**Task instructions:**
Rewrite the lines from the one containing "Target: blue sky" through the one containing "x=218 y=142", requests included, multiplying each answer coordinate by 1.05 and rounding to a whole number, with halves rounded up. Leave the requests and their sample points unchanged.

**Entries:**
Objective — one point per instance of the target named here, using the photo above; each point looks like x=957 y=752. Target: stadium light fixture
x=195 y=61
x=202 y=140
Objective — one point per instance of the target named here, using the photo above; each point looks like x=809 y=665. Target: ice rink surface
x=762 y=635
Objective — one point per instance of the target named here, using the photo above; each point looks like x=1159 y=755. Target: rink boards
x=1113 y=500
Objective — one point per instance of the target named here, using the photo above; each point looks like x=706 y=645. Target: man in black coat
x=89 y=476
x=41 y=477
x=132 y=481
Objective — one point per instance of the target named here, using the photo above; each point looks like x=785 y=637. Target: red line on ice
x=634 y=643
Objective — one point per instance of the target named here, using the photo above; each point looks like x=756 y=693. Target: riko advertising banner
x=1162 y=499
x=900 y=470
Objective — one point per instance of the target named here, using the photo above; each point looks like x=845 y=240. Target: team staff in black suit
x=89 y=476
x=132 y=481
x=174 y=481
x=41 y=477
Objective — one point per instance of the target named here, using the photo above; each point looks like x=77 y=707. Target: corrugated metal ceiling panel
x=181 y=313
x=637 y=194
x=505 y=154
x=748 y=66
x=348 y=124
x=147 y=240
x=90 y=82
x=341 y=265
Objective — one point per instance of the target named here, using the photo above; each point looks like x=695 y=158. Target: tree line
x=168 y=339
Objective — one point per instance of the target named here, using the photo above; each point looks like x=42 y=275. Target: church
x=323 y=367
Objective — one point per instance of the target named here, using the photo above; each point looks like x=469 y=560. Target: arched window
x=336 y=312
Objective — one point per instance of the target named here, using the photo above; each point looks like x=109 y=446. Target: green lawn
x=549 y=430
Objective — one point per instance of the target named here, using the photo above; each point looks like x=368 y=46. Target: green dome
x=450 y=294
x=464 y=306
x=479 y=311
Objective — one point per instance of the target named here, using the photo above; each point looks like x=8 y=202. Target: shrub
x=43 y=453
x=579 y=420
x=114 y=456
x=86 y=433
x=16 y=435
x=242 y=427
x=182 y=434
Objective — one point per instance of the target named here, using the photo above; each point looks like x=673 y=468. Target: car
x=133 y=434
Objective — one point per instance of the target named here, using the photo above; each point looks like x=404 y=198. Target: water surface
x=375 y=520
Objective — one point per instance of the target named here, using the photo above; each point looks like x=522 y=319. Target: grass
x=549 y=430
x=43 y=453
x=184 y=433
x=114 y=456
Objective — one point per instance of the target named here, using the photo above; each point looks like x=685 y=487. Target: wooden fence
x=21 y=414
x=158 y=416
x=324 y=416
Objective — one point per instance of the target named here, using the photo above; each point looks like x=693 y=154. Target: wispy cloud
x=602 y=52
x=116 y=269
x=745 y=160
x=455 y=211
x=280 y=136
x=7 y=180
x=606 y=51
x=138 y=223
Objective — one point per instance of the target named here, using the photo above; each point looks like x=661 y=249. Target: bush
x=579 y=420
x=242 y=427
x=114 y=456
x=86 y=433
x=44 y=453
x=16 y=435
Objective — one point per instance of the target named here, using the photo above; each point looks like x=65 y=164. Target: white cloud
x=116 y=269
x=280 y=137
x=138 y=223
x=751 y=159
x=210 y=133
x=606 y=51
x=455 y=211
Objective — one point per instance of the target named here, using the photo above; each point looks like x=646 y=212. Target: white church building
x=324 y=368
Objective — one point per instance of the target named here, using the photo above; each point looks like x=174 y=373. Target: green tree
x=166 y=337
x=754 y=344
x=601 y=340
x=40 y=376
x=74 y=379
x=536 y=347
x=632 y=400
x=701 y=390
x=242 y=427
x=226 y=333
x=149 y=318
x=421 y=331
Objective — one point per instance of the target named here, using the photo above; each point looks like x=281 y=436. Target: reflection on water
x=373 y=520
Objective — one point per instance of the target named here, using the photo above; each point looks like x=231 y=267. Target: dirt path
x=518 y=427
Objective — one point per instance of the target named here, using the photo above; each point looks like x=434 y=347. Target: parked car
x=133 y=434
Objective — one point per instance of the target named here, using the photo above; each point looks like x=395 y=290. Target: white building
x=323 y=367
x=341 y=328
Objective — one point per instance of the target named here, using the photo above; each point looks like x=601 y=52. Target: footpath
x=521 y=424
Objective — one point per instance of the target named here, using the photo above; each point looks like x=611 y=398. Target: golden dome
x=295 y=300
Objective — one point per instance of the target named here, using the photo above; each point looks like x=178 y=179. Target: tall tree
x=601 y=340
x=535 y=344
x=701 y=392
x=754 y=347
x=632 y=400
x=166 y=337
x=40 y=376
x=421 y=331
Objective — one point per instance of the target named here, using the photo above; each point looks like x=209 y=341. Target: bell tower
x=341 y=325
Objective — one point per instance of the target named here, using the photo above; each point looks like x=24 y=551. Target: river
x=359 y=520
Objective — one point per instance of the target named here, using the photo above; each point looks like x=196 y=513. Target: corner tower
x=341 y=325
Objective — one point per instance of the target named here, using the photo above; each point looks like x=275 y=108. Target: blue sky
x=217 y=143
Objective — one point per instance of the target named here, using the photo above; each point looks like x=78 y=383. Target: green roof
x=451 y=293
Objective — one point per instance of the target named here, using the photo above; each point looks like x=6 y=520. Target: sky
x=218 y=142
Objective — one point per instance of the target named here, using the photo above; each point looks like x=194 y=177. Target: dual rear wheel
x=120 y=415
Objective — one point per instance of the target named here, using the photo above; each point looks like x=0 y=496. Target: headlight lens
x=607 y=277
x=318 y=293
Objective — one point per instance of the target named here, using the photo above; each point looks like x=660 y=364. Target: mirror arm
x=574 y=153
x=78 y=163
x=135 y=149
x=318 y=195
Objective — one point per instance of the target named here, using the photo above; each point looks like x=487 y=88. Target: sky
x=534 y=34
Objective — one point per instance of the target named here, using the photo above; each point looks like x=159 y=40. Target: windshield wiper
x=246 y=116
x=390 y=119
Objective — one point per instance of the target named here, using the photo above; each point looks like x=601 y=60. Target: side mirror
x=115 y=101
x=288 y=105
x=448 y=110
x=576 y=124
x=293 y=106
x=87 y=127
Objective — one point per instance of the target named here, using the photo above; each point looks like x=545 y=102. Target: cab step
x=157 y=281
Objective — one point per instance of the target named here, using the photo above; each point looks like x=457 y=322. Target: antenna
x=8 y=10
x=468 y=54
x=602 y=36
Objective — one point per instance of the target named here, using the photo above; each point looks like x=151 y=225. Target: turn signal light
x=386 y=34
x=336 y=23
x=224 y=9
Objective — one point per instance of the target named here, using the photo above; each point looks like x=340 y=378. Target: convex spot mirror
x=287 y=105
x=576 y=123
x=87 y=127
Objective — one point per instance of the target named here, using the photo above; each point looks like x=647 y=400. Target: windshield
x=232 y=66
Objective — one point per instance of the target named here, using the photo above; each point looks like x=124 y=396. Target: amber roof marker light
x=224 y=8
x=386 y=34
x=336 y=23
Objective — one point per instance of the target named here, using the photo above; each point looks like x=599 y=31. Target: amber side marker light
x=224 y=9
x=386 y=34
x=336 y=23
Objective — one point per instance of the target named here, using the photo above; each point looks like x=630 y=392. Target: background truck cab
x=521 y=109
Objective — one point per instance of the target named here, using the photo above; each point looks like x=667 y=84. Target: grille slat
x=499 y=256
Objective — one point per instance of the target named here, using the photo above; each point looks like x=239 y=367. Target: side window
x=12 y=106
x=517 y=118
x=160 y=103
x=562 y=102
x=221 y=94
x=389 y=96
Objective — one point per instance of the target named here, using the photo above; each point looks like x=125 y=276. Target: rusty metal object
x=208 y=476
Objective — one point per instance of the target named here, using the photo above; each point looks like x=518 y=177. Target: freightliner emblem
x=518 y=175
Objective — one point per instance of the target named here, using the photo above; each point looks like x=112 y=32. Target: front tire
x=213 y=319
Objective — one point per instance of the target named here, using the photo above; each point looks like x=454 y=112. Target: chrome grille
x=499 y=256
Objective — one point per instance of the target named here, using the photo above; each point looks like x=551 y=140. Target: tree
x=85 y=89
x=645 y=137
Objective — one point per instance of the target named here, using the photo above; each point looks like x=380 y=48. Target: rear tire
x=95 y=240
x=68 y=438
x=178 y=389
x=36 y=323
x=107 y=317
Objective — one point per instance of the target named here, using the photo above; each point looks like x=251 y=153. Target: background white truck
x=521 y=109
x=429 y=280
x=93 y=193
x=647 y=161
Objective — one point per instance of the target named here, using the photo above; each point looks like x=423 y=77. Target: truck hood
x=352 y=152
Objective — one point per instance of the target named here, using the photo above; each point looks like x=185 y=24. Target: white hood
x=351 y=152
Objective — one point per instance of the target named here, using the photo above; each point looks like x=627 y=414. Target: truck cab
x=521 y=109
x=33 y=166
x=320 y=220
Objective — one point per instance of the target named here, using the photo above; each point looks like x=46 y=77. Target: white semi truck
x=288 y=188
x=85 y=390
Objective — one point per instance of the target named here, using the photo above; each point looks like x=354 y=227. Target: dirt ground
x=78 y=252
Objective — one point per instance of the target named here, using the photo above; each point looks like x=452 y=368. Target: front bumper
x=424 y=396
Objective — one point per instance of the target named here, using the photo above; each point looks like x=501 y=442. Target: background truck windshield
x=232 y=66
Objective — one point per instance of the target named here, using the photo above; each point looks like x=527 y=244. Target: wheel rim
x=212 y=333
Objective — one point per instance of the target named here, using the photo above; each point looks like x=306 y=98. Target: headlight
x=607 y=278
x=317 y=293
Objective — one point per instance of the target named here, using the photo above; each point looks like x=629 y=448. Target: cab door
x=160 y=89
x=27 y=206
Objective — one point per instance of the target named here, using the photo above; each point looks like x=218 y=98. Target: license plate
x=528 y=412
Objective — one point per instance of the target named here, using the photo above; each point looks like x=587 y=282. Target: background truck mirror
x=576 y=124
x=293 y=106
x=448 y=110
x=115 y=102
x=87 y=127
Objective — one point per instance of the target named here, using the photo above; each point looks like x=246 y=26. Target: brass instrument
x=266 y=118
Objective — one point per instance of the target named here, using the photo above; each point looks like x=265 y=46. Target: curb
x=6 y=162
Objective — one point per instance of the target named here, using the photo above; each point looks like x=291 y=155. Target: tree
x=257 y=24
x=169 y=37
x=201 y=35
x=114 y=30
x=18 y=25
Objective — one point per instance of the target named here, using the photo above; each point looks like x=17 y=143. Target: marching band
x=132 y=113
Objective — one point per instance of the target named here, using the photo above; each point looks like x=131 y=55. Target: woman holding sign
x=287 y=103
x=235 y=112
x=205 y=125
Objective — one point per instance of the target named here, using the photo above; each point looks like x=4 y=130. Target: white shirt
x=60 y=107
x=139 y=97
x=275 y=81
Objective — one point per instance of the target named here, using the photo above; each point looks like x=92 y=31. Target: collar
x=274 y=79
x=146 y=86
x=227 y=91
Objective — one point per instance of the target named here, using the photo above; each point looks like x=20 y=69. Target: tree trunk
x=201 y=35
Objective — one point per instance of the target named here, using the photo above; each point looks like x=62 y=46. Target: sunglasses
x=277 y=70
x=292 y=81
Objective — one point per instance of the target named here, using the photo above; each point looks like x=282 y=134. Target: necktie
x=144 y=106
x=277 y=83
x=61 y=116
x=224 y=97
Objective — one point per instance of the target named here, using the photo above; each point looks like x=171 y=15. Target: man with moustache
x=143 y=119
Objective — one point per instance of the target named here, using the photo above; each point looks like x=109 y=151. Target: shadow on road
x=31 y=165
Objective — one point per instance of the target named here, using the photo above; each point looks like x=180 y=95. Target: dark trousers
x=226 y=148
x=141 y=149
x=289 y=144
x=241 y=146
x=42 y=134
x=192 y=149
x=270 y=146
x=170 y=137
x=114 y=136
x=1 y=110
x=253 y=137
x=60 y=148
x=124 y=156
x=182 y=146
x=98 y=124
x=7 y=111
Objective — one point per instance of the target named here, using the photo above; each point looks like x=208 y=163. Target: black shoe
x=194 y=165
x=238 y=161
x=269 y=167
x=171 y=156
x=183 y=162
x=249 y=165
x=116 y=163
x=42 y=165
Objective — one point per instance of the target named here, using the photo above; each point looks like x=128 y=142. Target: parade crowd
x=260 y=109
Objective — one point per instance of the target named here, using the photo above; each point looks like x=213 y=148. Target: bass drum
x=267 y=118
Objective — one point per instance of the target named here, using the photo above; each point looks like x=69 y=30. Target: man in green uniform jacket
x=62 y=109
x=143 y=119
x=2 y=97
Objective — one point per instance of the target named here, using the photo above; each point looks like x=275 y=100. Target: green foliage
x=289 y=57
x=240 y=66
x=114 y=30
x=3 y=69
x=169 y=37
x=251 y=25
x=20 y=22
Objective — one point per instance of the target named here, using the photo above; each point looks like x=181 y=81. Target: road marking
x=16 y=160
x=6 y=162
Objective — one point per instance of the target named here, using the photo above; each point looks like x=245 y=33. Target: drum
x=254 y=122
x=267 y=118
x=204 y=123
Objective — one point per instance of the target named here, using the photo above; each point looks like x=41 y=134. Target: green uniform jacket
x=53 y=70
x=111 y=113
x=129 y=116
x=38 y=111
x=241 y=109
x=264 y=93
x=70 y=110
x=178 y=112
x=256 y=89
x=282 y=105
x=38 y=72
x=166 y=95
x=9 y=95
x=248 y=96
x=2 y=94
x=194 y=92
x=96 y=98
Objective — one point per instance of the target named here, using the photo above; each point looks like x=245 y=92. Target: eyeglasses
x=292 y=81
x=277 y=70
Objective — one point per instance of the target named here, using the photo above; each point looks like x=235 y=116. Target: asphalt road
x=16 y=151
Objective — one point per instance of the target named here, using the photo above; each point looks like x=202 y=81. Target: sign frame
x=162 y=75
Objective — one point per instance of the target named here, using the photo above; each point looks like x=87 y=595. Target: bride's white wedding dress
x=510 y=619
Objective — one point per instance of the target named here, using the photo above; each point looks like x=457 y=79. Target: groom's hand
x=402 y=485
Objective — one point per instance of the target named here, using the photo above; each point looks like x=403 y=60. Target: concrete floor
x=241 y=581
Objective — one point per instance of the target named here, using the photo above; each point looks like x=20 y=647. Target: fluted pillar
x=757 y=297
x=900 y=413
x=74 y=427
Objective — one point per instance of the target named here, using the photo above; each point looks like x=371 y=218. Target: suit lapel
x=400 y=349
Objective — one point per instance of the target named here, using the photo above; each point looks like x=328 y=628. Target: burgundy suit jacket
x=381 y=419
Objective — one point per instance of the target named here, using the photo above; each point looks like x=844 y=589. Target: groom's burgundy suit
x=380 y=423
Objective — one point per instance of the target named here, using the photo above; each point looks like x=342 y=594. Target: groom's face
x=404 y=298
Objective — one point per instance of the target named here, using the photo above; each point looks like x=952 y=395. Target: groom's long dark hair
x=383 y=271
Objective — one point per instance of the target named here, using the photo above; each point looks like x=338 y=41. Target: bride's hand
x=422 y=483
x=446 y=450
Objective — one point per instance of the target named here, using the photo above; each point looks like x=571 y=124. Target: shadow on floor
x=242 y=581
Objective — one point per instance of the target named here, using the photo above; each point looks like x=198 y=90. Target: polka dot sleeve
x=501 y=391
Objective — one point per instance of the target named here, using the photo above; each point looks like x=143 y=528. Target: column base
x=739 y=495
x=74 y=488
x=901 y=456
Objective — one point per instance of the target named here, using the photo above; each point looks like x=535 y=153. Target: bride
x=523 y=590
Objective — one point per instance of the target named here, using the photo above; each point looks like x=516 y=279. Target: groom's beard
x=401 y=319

**Written reply:**
Objective — one point per instance of the target named here, using the photo above; each point looks like x=275 y=108. Target: blue sky
x=228 y=150
Objective — one point per instance of the target named here, using the photo above; each point looks like x=78 y=383. Target: green roof
x=474 y=308
Objective — one point per instance of the target named here, using the photo above; each point looks like x=6 y=520. Target: sky
x=229 y=149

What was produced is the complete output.